### Supplied text
******
# في / على الأرض



## Hemza

Hello ya jami3a,

I'm wondering if both forms are correct in Standard Arabic and/or in dialects?
As a French speaker, I find weird to say "في الأرض" because I would translate it as "*dans*" ("*in*/inside the ground") but I heard it with "في" in many instances (some people surrounding me)
while "على الأرض" sounds "more correct" to me because it translates exactly "par terre/*sur* le sol" ("*on* the ground").

Or in this case, is Arabic different from French?

Thank you .


----------



## ajamiyya عجمية

Hello ya Hemza, في الأرض is correct.  It is used in the Qur'an in Surat Al-Mulk, verse 16:  هو الذي جعل لكم الأرض ذلولاً فامشوا في مناكبها وكلوا من رزقه وإليه النشور , translated as:






​He it is Who has made the earth even and smooth for you; so traverse through its sides, and eat of His provision. And unto Him will be the resurrection.

Then, in Surat Al-Kahf, verse 18 we find:إنا جعلنا ما على الأرض زينةً لها ولنبلوهم أيهم أحسن عملاً 
 
translated as:Verily, We have made all that is on the earth as an ornament for it, that We may try them as to which of them is best in conduct.

There are three more citations of the use of على الأرض in the Qur'an.  Both prepositions are acceptable, with, perhaps, slightly different meanings.  

والله اعلم 
​


----------



## akhooha

mutalima.majhoola said:


> Hello ya Hemza, في الأرض is correct. It is used in the Qur'an in Surat Al-Mulk, verse 16: هو الذي جعل لكم الأرض ذلولاً فامشوا في مناكبها وكلوا من رزقه وإليه النشور


That verse does not have في الأرض in it. However, there are many verses that do contain في الأرض , such as 2:11
وَإِذَا قِيلَ لَهُمْ لَا تُفْسِدُوا فِي الْأَرْضِ قَالُوا إِنَّمَا نَحْنُ مُصْلِحُونَ


----------



## Hemza

Thank you both of you .


----------



## ajamiyya عجمية

akhooha said:


> That verse does not have في الأرض in it. However, there are many verses that do contain في الأرض , such as 2:11
> وَإِذَا قِيلَ لَهُمْ لَا تُفْسِدُوا فِي الْأَرْضِ قَالُوا إِنَّمَا نَحْنُ مُصْلِحُونَ



Well, technically, you are correct.  But the grammar of the cited verse indicates that الارض is being referred back to by  ” الضمير ”  ”ها”  in ”فامشوا في مناكبا”
******
### Set exercise A
Please reproduce the forum thread word for word, everything from "Then, in Surat" down to "slightly different meanings.".
******
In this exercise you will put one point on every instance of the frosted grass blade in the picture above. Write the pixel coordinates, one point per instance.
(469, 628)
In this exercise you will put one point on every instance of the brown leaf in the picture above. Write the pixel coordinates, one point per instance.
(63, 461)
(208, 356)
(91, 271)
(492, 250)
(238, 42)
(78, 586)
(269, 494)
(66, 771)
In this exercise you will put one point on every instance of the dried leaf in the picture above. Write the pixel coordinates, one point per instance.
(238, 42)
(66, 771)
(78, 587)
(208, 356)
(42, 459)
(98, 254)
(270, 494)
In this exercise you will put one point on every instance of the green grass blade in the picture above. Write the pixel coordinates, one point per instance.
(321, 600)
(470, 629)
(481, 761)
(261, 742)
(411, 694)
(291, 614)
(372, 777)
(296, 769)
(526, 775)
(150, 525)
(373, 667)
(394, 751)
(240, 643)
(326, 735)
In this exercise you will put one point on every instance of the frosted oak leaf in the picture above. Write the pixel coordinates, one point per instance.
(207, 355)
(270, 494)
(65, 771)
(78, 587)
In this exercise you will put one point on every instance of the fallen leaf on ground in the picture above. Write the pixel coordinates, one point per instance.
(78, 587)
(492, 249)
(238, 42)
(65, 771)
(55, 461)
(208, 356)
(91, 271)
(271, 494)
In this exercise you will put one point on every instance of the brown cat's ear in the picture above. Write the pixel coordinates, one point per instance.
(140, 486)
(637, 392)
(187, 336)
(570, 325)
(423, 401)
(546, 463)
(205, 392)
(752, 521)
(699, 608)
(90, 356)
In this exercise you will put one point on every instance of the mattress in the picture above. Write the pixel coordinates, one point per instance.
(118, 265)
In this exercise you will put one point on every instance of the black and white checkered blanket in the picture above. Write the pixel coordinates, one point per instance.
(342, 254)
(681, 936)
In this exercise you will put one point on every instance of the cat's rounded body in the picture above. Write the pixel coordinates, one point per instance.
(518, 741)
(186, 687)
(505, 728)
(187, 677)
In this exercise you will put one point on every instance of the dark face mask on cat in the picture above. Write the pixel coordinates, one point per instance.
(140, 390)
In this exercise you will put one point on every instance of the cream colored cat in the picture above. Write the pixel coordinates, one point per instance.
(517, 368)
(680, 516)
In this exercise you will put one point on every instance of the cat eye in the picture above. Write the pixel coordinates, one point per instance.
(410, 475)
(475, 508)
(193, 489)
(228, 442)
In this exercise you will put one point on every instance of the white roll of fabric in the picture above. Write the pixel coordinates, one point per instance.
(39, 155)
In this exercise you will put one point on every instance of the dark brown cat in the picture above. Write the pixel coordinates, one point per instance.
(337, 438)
******
### Set exercise B
Turn everything in the rows from the row containing "of the cream" down to the last row, both included, into a numbered list, leaving out blank lines.

### Task output A
Then, in Surat Al-Kahf, verse 18 we find:إنا جعلنا ما على الأرض زينةً لها ولنبلوهم أيهم أحسن عملاً 
 
translated as:Verily, We have made all that is on the earth as an ornament for it, that We may try them as to which of them is best in conduct.

There are three more citations of the use of على الأرض in the Qur'an.  Both prepositions are acceptable, with, perhaps, slightly different meanings.

### Task output B
1. In this exercise you will put one point on every instance of the cream colored cat in the picture above. Write the pixel coordinates, one point per instance.
2. (517, 368)
3. (680, 516)
4. In this exercise you will put one point on every instance of the cat eye in the picture above. Write the pixel coordinates, one point per instance.
5. (410, 475)
6. (475, 508)
7. (193, 489)
8. (228, 442)
9. In this exercise you will put one point on every instance of the white roll of fabric in the picture above. Write the pixel coordinates, one point per instance.
10. (39, 155)
11. In this exercise you will put one point on every instance of the dark brown cat in the picture above. Write the pixel coordinates, one point per instance.
12. (337, 438)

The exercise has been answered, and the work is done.